_WHAT IS ASKED_.
[a] Repeat word for word the stretch of the forum thread on translating "nice" from "I want to say" through "in this situation?".
[b] Convert the lines of the listing from the one containing "Can you locate the clear" through the end of the listing into a Markdown table with the columns "No." and "Entry", numbering each row and omitting blank lines.

# He was a really nice man



## You little ripper!

I want to say that someone who died recently was a really nice guy. Are there subtle differences between 'simpatico' and 'bravo'? Would some other adjective work better in this situation?
_
I'm sorry to hear about Franco. He was a really nice guy!_
_
Sono dispiaciuto per la morte di Franco. Era una persona veramente simpatica/brava._


----------



## london calling

Mary49 said:


> Hi YLR,
> "simpatico" could be correct, I wouldn't use "bravo". Another option could be "piacevole", or "amabile".


I might well say 'Era una brava persona', which is what 'nice' in English means to me here.


----------



## You little ripper!

Mary49 said:


> Hi YLR,
> "simpatico" could be correct, I wouldn't use "bravo". Another option could be "piacevole", or "amabile".


Thanks Mary. I wouldn't have called him a lovable  person so I don't think 'amabile' would work in this case, but I like the other suggestions. 



london calling said:


> I might well say 'Era una brava persona', which is what 'nice' in English means to me here.


'Nice' was one of those words we were always taught at school not to say if we could use something that was more specific. Maybe the translation of 'simpatico' is what I'm trying to communicate.


----------



## aefrizzo

Bravi, avete sconvolto le mie già poche e lacunose idee sul  senso di "nice". Per un necrologio o un epitaffio io direi, come *LC*, *"una brava persona".* Ma conosco tipi burberi, *poco simpatici*, anche odiosi che "in fondo" sono una brava persona.
Che lezione ne ricavo? Che, come sempre, la scelta dipende dal contesto e dal registro. Nel dubbio, d'ora in poi, farò come dice *YLR*: a word not to say if...


----------



## Dearson

aefrizzo said:


> Bravi, avete sconvolto le mie già poche e lacunose idee sul  senso di "nice". Per un necrologio o un epitaffio io direi, come *LC*, *"una brava persona".* Ma conosco tipi burberi, *poco simpatici*, anche odiosi che "in fondo" sono una brava persona.
> Che lezione ne ricavo? Che, come sempre, la scelta dipende dal contesto e dal registro. Nel dubbio, d'ora in poi, farò come dice *YLR*: a word not to say if...



Sottoscrivo! Posso però fare chiarezza in italiano:

Era davvero una brava persona: not necessarily likeable or lovable, just a good person 

Era davvero una bella persona: a stronger concept, a beautiful human being 

Era davvero una persona simpatica: likeable but non necessarily a good person

Era davvero una persona amabile: a lovable person, more than likeable and similar to a beautiful human being 

Che cosa intendete quando dite _nice man_? Brav’uomo?
E come direste _un uomo davvero simpatico_? _A really likeable man_?


----------



## london calling

Dearson said:


> Che cosa intendete quando dite _nice man_? Brav’uomo?


Io sì, l'ho detto sopra. 


london calling said:


> I might well say 'Era una brava persona', which is what 'nice' in English means to me here.


----------



## Dearson

london calling said:


> Io sì, l'ho detto sopra.



Sono d’accordo con te, ma YLR intende simpatico?

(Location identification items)

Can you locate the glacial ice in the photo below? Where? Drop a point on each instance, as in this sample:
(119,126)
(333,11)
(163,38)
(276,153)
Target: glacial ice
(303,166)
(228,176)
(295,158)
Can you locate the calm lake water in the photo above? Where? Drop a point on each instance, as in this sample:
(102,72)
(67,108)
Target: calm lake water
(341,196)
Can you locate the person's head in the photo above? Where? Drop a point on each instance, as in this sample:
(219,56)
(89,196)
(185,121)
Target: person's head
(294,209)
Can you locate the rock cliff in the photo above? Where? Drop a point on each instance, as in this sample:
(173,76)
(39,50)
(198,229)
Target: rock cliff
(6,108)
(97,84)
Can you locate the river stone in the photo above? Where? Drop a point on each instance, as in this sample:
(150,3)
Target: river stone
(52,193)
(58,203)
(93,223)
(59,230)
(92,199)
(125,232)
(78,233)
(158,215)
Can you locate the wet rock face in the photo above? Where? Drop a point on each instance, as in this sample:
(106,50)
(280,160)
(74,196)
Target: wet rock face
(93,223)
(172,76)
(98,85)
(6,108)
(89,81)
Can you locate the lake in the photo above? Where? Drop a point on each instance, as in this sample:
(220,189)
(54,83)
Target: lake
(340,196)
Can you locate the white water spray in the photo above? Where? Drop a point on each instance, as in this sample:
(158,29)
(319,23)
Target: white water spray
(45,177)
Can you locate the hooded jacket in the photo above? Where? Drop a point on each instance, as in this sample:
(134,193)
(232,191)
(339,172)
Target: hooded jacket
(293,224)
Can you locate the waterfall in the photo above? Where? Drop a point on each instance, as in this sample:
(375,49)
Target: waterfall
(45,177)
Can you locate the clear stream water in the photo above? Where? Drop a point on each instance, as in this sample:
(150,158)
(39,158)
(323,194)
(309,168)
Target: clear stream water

_ANSWERS TO THE EXERCISE_.
[a]
I want to say that someone who died recently was a really nice guy. Are there subtle differences between 'simpatico' and 'bravo'? Would some other adjective work better in this situation?

[b]
| No. | Entry |
|---|---|
| 1 | Can you locate the clear stream water in the photo above? Where? Drop a point on each instance, as in this sample: |
| 2 | (150,158) |
| 3 | (39,158) |
| 4 | (323,194) |
| 5 | (309,168) |
| 6 | Target: clear stream water |